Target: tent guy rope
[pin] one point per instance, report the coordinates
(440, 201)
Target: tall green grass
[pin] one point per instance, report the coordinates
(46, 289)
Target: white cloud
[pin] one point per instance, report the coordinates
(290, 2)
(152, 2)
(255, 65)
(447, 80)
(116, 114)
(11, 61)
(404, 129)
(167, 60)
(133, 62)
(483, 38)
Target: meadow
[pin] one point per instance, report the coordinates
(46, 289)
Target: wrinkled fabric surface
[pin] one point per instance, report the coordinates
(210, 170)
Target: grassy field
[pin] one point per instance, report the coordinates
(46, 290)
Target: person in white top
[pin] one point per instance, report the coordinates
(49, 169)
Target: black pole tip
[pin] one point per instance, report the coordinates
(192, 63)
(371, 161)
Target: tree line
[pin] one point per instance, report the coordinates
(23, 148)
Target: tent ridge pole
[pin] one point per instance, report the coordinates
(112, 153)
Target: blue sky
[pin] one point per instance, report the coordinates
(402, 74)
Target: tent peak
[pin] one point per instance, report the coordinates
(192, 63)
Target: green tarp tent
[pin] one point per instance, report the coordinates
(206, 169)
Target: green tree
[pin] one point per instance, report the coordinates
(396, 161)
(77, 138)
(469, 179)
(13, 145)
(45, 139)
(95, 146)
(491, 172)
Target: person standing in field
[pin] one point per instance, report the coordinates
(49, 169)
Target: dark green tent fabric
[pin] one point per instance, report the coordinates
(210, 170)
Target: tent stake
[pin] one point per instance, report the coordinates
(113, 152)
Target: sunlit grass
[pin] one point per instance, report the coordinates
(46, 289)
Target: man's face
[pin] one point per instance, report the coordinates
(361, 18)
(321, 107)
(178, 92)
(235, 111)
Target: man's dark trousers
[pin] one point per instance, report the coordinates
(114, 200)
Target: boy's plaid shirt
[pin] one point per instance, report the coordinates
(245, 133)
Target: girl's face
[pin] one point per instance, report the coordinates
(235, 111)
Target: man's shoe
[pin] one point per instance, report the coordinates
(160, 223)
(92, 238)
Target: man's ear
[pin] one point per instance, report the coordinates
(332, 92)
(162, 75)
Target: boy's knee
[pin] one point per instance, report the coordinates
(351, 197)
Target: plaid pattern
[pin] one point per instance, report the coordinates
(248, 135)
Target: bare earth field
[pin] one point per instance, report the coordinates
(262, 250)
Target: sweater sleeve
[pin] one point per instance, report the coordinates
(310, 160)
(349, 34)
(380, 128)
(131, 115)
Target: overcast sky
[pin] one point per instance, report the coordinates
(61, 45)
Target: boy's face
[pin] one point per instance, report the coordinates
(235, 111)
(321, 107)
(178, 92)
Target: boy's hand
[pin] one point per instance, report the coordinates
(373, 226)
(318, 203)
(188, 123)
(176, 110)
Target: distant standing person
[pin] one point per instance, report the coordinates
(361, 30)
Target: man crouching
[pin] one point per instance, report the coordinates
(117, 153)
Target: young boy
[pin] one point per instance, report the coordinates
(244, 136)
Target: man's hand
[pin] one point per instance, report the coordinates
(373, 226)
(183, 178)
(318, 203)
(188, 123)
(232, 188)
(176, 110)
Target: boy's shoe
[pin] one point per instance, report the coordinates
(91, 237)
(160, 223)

= = = =

**Given problem**
Copy every one of the entries above word for word, keeping each line in its original order.

**Response**
Target: tent guy rope
[pin] one point per instance, report the coordinates
(440, 201)
Target: tall green grass
[pin] one point per instance, report the coordinates
(46, 289)
Target: white cloud
[pin] one point per instance, report the coordinates
(290, 2)
(152, 2)
(255, 65)
(447, 80)
(116, 114)
(11, 61)
(404, 129)
(167, 60)
(133, 62)
(483, 38)
Target: meadow
[pin] one point per instance, report the coordinates
(46, 289)
Target: wrinkled fabric surface
[pin] one point per instance, report the coordinates
(210, 170)
Target: grassy field
[pin] one point per instance, report the coordinates
(46, 290)
Target: person in white top
[pin] one point per instance, report the coordinates
(49, 169)
Target: black pole tip
[pin] one point per instance, report the coordinates
(192, 63)
(371, 161)
Target: tree line
[pin] one point per instance, report the coordinates
(23, 148)
Target: tent ridge pole
[pin] one point per instance, report the coordinates
(112, 153)
Target: blue sky
[pin] one point per instance, report the coordinates
(402, 74)
Target: tent peak
[pin] one point per instance, report the coordinates
(192, 63)
Target: green tarp tent
[pin] one point per instance, report the coordinates
(206, 169)
Target: green tree
[pin] one point per instance, report the coordinates
(396, 161)
(77, 138)
(469, 179)
(13, 145)
(45, 139)
(95, 146)
(491, 172)
Target: person standing in field
[pin] one point per instance, report the coordinates
(49, 169)
Target: dark green tent fabric
[pin] one point per instance, report the coordinates
(210, 170)
Target: tent stake
[pin] one point per instance, report the coordinates
(113, 152)
Target: sunlit grass
[pin] one point per instance, report the coordinates
(46, 289)
Target: man's face
[pin] one point per instance, report the coordinates
(361, 18)
(321, 107)
(178, 92)
(235, 111)
Target: man's dark trousers
[pin] one point per instance, report the coordinates
(114, 200)
Target: boy's plaid shirt
[pin] one point per instance, report the coordinates
(245, 133)
Target: girl's face
[pin] one point per instance, report the coordinates
(235, 111)
Target: man's shoe
[pin] one point per instance, report the coordinates
(160, 223)
(92, 238)
Target: man's ear
[pin] one point per instance, report the coordinates
(332, 92)
(162, 75)
Target: boy's knee
[pin] one point per instance, report the coordinates
(351, 197)
Target: plaid pattern
[pin] one point per instance, report the coordinates
(248, 135)
Target: bare earth field
[pin] one point per instance, report the coordinates
(262, 250)
Target: sweater sleeve
[pin] one point per instance, report the coordinates
(310, 160)
(349, 34)
(380, 128)
(131, 115)
Target: overcast sky
[pin] one point per instance, report the coordinates
(61, 45)
Target: boy's face
[pin] one point per instance, report the coordinates
(235, 111)
(321, 107)
(178, 92)
Target: boy's hand
[pin] one point per instance, report the coordinates
(373, 226)
(318, 203)
(188, 123)
(176, 110)
Target: distant standing person
[pin] one point per instance, report the coordinates
(361, 30)
Target: man crouching
[pin] one point per instance, report the coordinates
(117, 153)
Target: young boy
[pin] one point per instance, report the coordinates
(244, 136)
Target: man's hand
[pin] one point per instance, report the coordinates
(373, 226)
(183, 178)
(318, 203)
(188, 123)
(232, 188)
(176, 110)
Target: boy's shoe
[pin] one point per instance, report the coordinates
(91, 237)
(160, 223)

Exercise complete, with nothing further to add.